= WORK REQUEST =
Everything from the opening line of the listing below to the line that has "positive clicks: (303, 122)", inclusive, should be returned exactly, except the pictures.

= MATERIAL SHOWN =
------

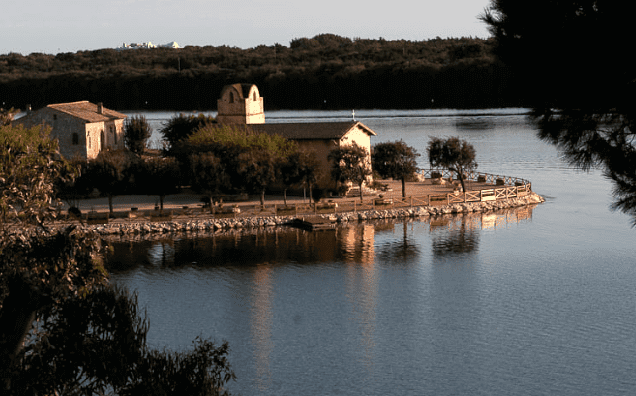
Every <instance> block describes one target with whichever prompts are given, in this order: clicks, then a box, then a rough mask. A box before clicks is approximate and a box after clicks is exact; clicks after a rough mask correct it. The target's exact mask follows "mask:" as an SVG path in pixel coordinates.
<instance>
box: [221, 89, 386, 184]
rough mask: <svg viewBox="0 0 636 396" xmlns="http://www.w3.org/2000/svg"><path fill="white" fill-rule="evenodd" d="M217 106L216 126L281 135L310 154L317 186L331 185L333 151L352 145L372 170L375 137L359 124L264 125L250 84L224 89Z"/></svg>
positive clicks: (303, 122)
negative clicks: (359, 150)
mask: <svg viewBox="0 0 636 396" xmlns="http://www.w3.org/2000/svg"><path fill="white" fill-rule="evenodd" d="M217 103H218V114H217V118H216V119H217V121H218V123H219V124H235V125H249V126H250V128H251V129H252V130H254V131H255V132H262V133H267V134H272V135H273V134H277V135H280V136H282V137H284V138H286V139H288V140H293V141H295V142H296V143H297V144H298V146H299V147H300V148H305V149H307V150H308V151H311V152H313V153H314V154H315V155H316V159H317V160H318V162H319V164H320V165H321V167H322V169H323V172H322V173H323V175H322V178H321V179H320V180H318V185H320V186H323V187H327V186H333V184H334V182H333V181H332V180H331V175H330V173H331V164H330V163H329V160H328V159H327V156H328V155H329V153H330V152H331V151H332V150H334V149H337V148H340V147H344V146H347V145H352V144H353V143H355V144H357V145H358V146H361V147H364V148H365V149H366V150H367V152H368V153H369V155H368V158H367V163H368V164H369V166H371V137H372V136H376V133H375V132H374V131H373V130H371V128H369V127H367V126H366V125H364V124H363V123H361V122H359V121H355V120H353V119H352V120H351V121H345V122H311V123H306V122H303V123H269V124H268V123H265V111H264V107H263V97H262V96H260V93H259V91H258V88H257V87H256V85H253V84H233V85H227V86H225V87H224V88H223V90H222V91H221V98H220V99H219V100H218V102H217Z"/></svg>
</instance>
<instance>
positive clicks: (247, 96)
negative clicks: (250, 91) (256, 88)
mask: <svg viewBox="0 0 636 396" xmlns="http://www.w3.org/2000/svg"><path fill="white" fill-rule="evenodd" d="M253 86H254V84H232V85H226V86H225V87H223V89H222V90H221V97H223V94H224V93H225V91H226V90H228V89H231V88H234V89H236V91H237V92H238V93H239V95H240V97H239V98H238V99H245V98H249V96H250V89H252V87H253ZM257 89H258V88H257Z"/></svg>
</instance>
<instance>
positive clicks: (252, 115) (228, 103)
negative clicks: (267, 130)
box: [216, 84, 265, 124]
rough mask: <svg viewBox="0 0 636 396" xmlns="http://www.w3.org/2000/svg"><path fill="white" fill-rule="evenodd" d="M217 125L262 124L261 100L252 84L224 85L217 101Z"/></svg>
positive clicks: (255, 86)
mask: <svg viewBox="0 0 636 396" xmlns="http://www.w3.org/2000/svg"><path fill="white" fill-rule="evenodd" d="M217 110H218V114H217V116H216V120H217V122H218V123H219V124H264V123H265V112H264V109H263V98H262V97H261V96H260V94H259V92H258V88H256V85H254V84H232V85H226V86H225V87H223V90H222V91H221V98H220V99H219V100H218V101H217Z"/></svg>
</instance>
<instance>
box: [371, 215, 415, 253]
mask: <svg viewBox="0 0 636 396" xmlns="http://www.w3.org/2000/svg"><path fill="white" fill-rule="evenodd" d="M391 224H392V227H391V229H393V228H394V227H393V226H394V225H395V224H394V223H391ZM409 224H413V222H412V220H403V221H402V237H401V238H396V239H394V240H392V241H391V242H390V243H387V244H384V245H383V246H382V247H381V249H380V250H379V252H378V258H379V259H380V260H382V261H384V262H393V263H405V262H409V261H412V260H415V259H416V258H417V257H418V256H419V255H420V249H419V247H418V245H417V243H416V242H415V241H413V240H412V239H411V238H409V236H408V232H407V231H408V226H409Z"/></svg>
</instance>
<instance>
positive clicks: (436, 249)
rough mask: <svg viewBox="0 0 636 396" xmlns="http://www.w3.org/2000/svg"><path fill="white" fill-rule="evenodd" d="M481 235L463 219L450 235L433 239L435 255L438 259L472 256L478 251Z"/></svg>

------

= SOLUTION TO THIS PROBLEM =
Every <instance> block describes one target with whichever prompts are given, in this order: clicks, then a box, then a rough mask. A box before clicks is approximate and a box after clicks is exact; clicks after a rough mask correct it. The target's exact mask follows "mask:" as an SVG path in pixel coordinates.
<instance>
box: [221, 89, 386, 184]
rough mask: <svg viewBox="0 0 636 396" xmlns="http://www.w3.org/2000/svg"><path fill="white" fill-rule="evenodd" d="M217 106L216 126L281 135L310 154L317 186L331 185L333 151L352 145L372 170L375 137L359 124L264 125L250 84L224 89Z"/></svg>
positive clicks: (303, 122)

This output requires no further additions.